Copy every line below word for word, leaving the pictures out of your answer.

--- DATA TO PROCESS ---

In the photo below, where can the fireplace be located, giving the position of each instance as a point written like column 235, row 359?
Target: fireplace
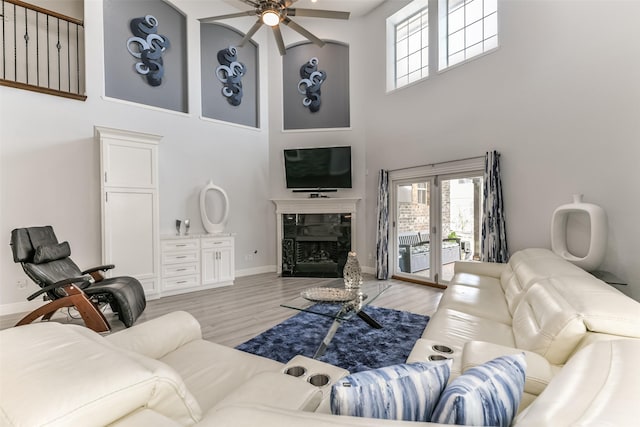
column 315, row 245
column 315, row 235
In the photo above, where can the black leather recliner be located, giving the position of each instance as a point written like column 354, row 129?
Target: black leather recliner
column 48, row 264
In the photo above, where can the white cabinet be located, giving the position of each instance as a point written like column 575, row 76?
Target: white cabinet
column 197, row 262
column 180, row 265
column 217, row 261
column 129, row 205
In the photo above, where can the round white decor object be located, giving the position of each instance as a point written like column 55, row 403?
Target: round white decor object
column 209, row 226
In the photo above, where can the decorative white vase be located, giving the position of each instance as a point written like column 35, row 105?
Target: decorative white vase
column 595, row 229
column 352, row 273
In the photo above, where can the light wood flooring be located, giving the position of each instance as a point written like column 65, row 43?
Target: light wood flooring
column 233, row 314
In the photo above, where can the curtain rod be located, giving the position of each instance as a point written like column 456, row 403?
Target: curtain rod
column 438, row 164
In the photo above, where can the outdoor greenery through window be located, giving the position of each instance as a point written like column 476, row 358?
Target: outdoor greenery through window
column 412, row 48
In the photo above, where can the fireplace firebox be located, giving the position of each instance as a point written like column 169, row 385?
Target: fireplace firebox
column 315, row 245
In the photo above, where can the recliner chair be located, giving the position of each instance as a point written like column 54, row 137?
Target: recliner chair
column 48, row 264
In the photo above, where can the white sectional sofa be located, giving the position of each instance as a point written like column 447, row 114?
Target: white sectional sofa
column 162, row 373
column 538, row 303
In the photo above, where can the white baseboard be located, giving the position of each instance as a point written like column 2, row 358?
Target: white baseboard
column 256, row 270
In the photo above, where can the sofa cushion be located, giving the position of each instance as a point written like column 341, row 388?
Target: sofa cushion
column 529, row 266
column 400, row 392
column 52, row 252
column 598, row 386
column 80, row 379
column 486, row 395
column 603, row 308
column 454, row 328
column 486, row 301
column 546, row 323
column 212, row 370
column 278, row 390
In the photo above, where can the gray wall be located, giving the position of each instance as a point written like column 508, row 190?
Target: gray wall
column 121, row 79
column 333, row 58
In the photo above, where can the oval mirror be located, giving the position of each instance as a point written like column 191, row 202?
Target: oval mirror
column 214, row 208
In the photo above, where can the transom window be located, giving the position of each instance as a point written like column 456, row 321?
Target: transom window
column 463, row 29
column 471, row 29
column 412, row 48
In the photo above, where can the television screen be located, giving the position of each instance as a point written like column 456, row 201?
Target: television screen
column 318, row 168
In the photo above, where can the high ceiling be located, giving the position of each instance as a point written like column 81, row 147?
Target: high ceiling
column 356, row 7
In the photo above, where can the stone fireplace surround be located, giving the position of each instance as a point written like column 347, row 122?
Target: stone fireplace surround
column 323, row 205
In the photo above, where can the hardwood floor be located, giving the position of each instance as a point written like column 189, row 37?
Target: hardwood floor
column 231, row 315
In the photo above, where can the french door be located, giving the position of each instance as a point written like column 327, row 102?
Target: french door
column 436, row 221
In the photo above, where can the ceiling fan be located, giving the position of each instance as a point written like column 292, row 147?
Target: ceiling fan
column 275, row 12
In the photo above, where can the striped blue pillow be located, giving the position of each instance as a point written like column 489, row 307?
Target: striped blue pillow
column 486, row 395
column 399, row 392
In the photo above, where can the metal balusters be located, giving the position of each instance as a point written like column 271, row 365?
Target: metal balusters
column 31, row 61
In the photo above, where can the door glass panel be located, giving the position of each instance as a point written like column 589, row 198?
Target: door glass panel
column 413, row 222
column 461, row 201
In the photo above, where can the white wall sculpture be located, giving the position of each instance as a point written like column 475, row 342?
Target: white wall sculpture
column 597, row 229
column 209, row 226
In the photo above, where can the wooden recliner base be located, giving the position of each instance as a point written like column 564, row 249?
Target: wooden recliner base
column 93, row 318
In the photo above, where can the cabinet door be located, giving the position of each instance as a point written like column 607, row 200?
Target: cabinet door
column 225, row 264
column 130, row 222
column 129, row 164
column 209, row 260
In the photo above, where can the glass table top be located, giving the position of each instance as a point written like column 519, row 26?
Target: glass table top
column 342, row 310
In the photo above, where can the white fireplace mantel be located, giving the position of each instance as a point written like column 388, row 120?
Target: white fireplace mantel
column 318, row 205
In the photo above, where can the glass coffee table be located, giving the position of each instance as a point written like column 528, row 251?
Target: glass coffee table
column 339, row 304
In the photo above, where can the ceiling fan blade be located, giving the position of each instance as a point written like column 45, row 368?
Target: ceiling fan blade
column 295, row 27
column 251, row 32
column 231, row 15
column 279, row 41
column 315, row 13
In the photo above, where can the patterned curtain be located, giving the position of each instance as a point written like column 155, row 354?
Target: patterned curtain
column 382, row 247
column 494, row 234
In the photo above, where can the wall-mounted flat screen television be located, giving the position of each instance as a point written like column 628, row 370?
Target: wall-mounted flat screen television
column 318, row 168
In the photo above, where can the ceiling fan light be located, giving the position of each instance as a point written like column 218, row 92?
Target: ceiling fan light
column 270, row 18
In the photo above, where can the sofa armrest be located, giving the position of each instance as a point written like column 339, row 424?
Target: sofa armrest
column 251, row 415
column 145, row 417
column 160, row 336
column 539, row 371
column 490, row 269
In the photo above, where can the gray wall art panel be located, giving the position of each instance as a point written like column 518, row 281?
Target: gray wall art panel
column 215, row 105
column 122, row 81
column 333, row 111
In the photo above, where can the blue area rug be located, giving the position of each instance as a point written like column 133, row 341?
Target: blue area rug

---

__THE COMPLETED TASK__
In the photo below, where can the fireplace be located, giving the position of each instance as a point written like column 235, row 359?
Target: fireplace
column 315, row 245
column 315, row 235
In the photo above, where can the black leather recliner be located, giving the position of each instance as a point written like column 354, row 129?
Target: black leather recliner
column 48, row 264
In the photo above, where can the white cabinet be located, giving the position of each instance as a point written like column 575, row 76?
Target: white cabinet
column 197, row 262
column 180, row 265
column 217, row 261
column 129, row 205
In the photo above, where can the round white decor object be located, giving the position of each instance as a point written like column 55, row 403?
Target: round white decor object
column 209, row 226
In the photo above, where can the decorative white vase be located, giving the position of each instance as a point written like column 35, row 105?
Target: decorative white vase
column 595, row 229
column 352, row 273
In the photo above, where can the light wood flooring be located, giving the position of each instance as a point written like column 65, row 43?
Target: light wood flooring
column 233, row 314
In the photo above, where can the curtain rod be located, giving the position of each instance as a point written like column 456, row 403?
Target: curtain rod
column 438, row 164
In the photo above, where can the outdoor greenery through window be located, giving the position of each instance as a point written like column 476, row 358?
Target: outdoor greenery through window
column 412, row 48
In the photo above, where can the fireplace firebox be located, giving the position of each instance as a point written like column 169, row 385?
Target: fireplace firebox
column 315, row 245
In the photo above, where can the recliner chair be located, giving the position of each instance as a point written like column 54, row 137?
Target: recliner chair
column 48, row 264
In the photo above, where can the white sectional sofa be located, giving the position of each instance as a point written like column 447, row 114?
Target: white sectional sofa
column 162, row 373
column 538, row 303
In the photo above, where can the white baseboard be located, giving the position of each instance as a point written like column 2, row 358?
Target: white baseboard
column 256, row 270
In the photo above, where can the sofa cushion be located, giving the position of each instance as a point written like column 341, row 388?
Target: sofa cushion
column 529, row 266
column 400, row 392
column 52, row 252
column 598, row 386
column 80, row 379
column 486, row 395
column 603, row 308
column 454, row 328
column 486, row 301
column 546, row 323
column 212, row 370
column 278, row 390
In the photo above, where can the gray wall be located, giving the position of each instance as a point written like column 508, row 190?
Target: gray wall
column 121, row 79
column 333, row 58
In the photo above, where can the oval mirror be located, giving the position of each instance as a point written like column 191, row 202?
Target: oval mirror
column 214, row 208
In the photo above, where can the transom window be located, giving the position of each instance as a point written like column 456, row 321?
Target: transom window
column 463, row 29
column 471, row 29
column 412, row 48
In the photo above, where can the television screen be located, giving the position of each instance as a point written like column 456, row 201?
Target: television screen
column 318, row 168
In the photo above, where can the high ceiling be located, giving the position of each instance as a point written like column 81, row 147?
Target: high ceiling
column 356, row 7
In the photo above, where can the stone fireplace surround be located, giving the position of each instance as a point written like column 347, row 122?
Target: stone fireplace surround
column 323, row 205
In the photo above, where can the hardwood floor be located, giving the position of each instance as a point written like column 189, row 37?
Target: hardwood floor
column 231, row 315
In the photo above, where can the french door be located, giving the position of each instance as a point written like column 327, row 102?
Target: french door
column 436, row 221
In the photo above, where can the ceiling fan be located, giving the position of each instance as a point written like column 292, row 147?
Target: ceiling fan
column 275, row 12
In the photo above, where can the striped blue pillow be located, giving the position of each instance as a point written like column 489, row 307?
Target: striped blue pillow
column 486, row 395
column 399, row 392
In the photo above, where can the metal balusters be located, giving the position of each instance as a point written like column 271, row 365?
Target: metal balusters
column 31, row 61
In the photo above, where can the door glass panel be located, giving the position of each instance as a point written like column 589, row 198?
Target: door glass panel
column 413, row 222
column 461, row 201
In the photo above, where can the white wall sculpture be located, giving the position of each instance as a point written like column 475, row 342?
Target: white wall sculpture
column 597, row 229
column 209, row 226
In the photo above, where can the wooden recliner base be located, giving the position of each instance as a point written like column 564, row 249?
Target: wooden recliner base
column 93, row 318
In the photo above, where can the cabinet door be located, giving the position of each instance as a point written like column 607, row 200?
Target: cabinet door
column 225, row 264
column 130, row 222
column 129, row 164
column 209, row 260
In the photo above, where can the glass table top be located, giving the position of each instance as a point written like column 519, row 26?
Target: glass table top
column 342, row 310
In the photo above, where can the white fireplace mantel be located, giving the position of each instance as a point written like column 388, row 120?
Target: white fireplace mantel
column 318, row 205
In the photo above, where can the glass coffee table be located, giving the position of each instance as a point written like column 528, row 251?
Target: glass coffee table
column 339, row 304
In the photo above, where can the ceiling fan blade be located, giving the position of each instance as a point written like column 45, row 368?
Target: ceiling fan blade
column 295, row 27
column 251, row 32
column 231, row 15
column 279, row 41
column 315, row 13
In the photo above, where can the patterned curtain be located, giving the position of each instance as a point written like column 155, row 354?
Target: patterned curtain
column 382, row 247
column 494, row 234
In the photo above, where can the wall-mounted flat screen television be located, giving the position of each instance as a point written like column 628, row 370?
Target: wall-mounted flat screen television
column 318, row 168
In the photo above, where can the ceiling fan light be located, giving the position of each instance as a point written like column 218, row 92?
Target: ceiling fan light
column 270, row 18
In the photo above, where can the sofa armrest be located, giving the position of each instance as a point written like column 339, row 424?
Target: sofa armrest
column 251, row 415
column 145, row 417
column 160, row 336
column 539, row 371
column 490, row 269
In the photo above, where can the gray wall art panel be located, giving the position of each instance as a point written like column 518, row 281?
Target: gray wall art panel
column 215, row 105
column 122, row 81
column 333, row 111
In the photo above, where can the blue area rug be located, giving the position of each instance as a point written like column 133, row 341?
Target: blue area rug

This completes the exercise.